| Exercise details |
Exactly and only the lines from the line holding "Traffic-operations request: mark the bench slat" to the end of the records should be reproduced. Leave pictures out.

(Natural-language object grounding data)
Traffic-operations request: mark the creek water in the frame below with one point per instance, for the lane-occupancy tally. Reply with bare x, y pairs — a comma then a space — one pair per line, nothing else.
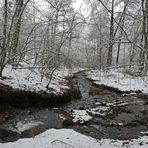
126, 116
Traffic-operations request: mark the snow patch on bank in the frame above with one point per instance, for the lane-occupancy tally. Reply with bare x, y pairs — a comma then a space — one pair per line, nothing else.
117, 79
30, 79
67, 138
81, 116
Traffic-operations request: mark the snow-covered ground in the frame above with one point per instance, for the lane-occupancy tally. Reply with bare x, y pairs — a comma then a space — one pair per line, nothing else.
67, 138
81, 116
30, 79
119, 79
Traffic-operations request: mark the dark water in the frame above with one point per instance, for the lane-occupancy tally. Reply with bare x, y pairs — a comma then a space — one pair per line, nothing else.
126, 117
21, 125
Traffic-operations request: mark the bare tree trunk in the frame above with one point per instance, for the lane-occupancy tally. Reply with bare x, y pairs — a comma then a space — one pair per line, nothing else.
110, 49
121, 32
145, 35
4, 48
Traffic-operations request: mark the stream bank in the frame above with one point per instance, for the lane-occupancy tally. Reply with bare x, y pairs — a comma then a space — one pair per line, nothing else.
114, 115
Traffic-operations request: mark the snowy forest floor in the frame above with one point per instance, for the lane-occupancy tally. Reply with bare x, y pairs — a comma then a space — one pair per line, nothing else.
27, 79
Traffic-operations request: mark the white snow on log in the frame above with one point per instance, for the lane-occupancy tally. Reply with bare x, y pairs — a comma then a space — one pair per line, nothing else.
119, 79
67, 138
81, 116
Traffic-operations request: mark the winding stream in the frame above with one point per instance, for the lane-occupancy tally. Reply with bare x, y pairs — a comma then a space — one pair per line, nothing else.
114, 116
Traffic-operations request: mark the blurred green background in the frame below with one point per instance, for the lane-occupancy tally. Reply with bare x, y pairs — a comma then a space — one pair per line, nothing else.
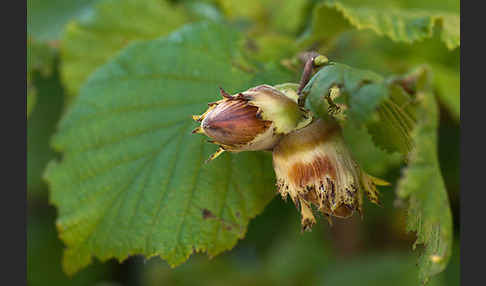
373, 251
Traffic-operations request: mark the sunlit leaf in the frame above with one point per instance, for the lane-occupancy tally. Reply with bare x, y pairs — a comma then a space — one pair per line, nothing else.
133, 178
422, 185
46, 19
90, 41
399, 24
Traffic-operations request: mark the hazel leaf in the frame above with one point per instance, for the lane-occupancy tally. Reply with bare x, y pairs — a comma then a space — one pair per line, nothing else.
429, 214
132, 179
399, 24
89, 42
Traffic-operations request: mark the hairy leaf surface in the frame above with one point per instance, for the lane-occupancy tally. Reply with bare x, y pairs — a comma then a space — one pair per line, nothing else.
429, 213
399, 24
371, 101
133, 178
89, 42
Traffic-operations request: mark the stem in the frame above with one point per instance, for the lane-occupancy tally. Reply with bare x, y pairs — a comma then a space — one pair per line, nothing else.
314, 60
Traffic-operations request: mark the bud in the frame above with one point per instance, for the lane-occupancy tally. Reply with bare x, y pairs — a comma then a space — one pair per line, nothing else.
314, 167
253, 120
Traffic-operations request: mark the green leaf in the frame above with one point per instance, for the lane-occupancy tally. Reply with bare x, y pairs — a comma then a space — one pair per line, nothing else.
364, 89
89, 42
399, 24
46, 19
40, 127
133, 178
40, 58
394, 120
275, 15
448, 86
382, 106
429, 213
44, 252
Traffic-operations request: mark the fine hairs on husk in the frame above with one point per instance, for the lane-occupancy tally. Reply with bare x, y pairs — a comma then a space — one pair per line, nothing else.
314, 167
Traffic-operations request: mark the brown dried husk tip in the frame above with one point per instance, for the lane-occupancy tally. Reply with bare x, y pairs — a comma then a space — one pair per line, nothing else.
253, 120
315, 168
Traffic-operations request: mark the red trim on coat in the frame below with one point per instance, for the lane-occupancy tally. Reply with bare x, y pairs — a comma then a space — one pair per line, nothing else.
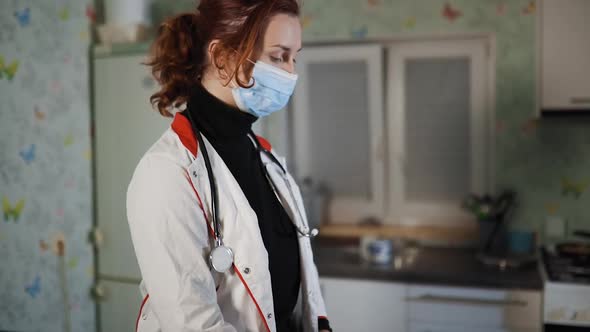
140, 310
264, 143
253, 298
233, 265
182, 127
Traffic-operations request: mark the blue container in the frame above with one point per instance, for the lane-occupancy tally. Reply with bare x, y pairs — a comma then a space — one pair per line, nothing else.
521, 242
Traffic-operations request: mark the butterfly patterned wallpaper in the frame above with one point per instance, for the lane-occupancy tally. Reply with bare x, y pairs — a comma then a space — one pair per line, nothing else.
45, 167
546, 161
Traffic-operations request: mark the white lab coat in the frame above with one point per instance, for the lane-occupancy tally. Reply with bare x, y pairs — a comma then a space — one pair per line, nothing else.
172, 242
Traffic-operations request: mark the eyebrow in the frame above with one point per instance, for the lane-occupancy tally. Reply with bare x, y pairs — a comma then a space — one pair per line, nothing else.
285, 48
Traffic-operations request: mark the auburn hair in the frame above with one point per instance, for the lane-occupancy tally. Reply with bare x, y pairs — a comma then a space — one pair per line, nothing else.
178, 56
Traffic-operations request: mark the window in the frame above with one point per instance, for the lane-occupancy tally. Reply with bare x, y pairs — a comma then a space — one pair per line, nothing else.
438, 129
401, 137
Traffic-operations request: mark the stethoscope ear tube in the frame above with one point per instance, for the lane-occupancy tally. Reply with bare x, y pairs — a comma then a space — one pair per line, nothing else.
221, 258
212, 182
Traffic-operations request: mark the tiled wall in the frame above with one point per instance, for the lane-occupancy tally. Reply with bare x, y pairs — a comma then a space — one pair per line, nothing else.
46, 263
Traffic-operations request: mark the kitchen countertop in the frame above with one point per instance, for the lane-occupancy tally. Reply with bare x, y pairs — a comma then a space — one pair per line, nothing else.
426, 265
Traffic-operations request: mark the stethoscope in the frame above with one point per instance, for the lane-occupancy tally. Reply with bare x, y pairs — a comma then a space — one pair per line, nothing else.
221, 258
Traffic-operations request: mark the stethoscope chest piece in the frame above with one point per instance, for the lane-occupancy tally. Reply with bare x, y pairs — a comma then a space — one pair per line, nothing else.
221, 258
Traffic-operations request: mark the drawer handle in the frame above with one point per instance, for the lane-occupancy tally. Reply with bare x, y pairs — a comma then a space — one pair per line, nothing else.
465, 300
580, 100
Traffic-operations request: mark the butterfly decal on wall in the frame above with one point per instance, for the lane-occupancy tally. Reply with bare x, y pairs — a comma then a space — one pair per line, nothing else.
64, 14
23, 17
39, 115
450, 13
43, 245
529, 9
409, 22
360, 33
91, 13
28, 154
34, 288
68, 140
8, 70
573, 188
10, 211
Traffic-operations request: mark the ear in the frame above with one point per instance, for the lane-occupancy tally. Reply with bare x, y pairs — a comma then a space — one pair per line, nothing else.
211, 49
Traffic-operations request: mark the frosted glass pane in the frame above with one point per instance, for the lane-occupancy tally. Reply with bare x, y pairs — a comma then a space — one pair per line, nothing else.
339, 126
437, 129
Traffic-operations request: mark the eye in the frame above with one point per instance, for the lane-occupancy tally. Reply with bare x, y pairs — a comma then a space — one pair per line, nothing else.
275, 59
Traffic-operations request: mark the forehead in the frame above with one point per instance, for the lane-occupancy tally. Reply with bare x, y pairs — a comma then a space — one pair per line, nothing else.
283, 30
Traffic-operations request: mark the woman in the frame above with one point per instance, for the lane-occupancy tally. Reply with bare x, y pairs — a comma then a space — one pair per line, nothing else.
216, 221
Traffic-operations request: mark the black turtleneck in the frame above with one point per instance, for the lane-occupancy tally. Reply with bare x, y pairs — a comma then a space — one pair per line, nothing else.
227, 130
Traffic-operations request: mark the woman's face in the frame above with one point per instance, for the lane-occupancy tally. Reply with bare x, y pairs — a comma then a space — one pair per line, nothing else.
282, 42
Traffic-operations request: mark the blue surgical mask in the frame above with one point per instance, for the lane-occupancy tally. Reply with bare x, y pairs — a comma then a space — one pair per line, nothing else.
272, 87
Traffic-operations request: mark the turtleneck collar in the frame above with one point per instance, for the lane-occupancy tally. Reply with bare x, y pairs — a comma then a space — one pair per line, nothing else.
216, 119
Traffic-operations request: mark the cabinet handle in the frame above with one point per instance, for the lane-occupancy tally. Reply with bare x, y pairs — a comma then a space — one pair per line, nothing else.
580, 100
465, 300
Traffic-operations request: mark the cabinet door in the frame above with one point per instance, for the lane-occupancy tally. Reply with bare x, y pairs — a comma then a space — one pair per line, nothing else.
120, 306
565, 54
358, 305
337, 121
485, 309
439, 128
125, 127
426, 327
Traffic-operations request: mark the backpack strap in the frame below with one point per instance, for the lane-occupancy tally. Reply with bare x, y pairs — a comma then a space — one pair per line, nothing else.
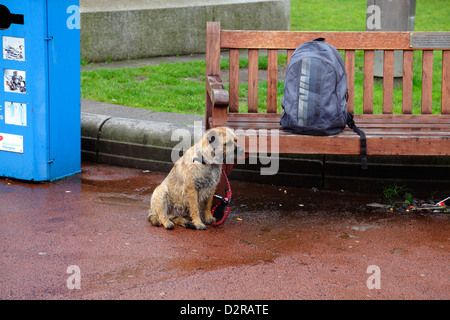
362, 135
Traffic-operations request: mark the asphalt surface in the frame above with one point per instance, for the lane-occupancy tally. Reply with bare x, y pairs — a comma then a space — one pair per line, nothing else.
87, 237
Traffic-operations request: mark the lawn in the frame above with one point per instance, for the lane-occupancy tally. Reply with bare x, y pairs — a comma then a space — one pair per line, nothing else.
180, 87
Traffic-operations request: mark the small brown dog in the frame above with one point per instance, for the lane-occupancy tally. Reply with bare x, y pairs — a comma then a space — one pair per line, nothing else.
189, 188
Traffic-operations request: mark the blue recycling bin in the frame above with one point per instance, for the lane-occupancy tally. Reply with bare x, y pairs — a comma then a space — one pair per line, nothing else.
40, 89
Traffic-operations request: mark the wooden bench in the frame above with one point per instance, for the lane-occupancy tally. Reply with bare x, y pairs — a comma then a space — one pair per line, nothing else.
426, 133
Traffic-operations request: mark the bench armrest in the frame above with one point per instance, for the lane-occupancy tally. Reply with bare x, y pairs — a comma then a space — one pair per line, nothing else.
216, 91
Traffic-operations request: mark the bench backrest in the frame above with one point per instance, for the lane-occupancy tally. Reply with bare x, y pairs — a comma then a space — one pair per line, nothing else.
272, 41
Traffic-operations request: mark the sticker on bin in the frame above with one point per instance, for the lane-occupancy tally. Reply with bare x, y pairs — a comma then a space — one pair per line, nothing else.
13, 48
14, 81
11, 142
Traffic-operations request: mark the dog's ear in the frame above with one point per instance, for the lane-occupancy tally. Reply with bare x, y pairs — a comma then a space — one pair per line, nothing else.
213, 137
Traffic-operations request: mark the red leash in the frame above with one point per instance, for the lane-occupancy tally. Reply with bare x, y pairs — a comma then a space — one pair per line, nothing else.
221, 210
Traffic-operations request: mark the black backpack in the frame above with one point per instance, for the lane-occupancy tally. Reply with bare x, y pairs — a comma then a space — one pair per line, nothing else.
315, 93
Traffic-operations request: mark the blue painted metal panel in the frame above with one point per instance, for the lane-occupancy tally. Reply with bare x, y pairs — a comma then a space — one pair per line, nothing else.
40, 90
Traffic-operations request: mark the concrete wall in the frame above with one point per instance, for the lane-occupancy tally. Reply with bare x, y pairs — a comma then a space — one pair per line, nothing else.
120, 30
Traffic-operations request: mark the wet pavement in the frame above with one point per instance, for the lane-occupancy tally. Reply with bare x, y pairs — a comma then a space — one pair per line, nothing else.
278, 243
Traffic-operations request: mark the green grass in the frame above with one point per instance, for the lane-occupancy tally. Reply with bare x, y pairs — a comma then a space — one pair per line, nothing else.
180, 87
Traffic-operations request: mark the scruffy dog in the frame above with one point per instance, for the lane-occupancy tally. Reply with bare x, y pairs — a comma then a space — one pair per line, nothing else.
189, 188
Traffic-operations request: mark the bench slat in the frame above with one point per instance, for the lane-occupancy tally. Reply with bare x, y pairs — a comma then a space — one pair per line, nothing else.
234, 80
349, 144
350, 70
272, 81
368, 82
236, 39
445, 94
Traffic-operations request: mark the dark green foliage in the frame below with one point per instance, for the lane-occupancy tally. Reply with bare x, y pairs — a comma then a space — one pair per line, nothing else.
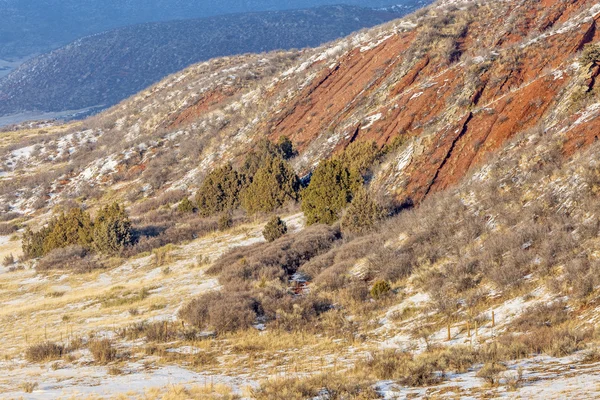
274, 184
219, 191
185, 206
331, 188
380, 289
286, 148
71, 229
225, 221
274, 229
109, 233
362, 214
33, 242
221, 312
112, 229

| Task response |
Traffic-operations request: mark the bench slat in the frame above with one point per instance, for the lane-occupancy tally. Reply with bare x, y pairs — a comma then a space — one pair per line, nothing else.
234, 80
349, 144
350, 70
272, 81
368, 82
236, 39
445, 94
Traffic-operations request: mark the dark green foliage in the frame below with one point per instance, for the lane-occupancy tally. Reply with bare x, y pairs — a comma then a space — one pair per line, nothing else.
274, 184
219, 191
185, 206
331, 188
380, 289
286, 148
71, 229
225, 221
274, 229
109, 233
362, 214
33, 242
221, 312
112, 229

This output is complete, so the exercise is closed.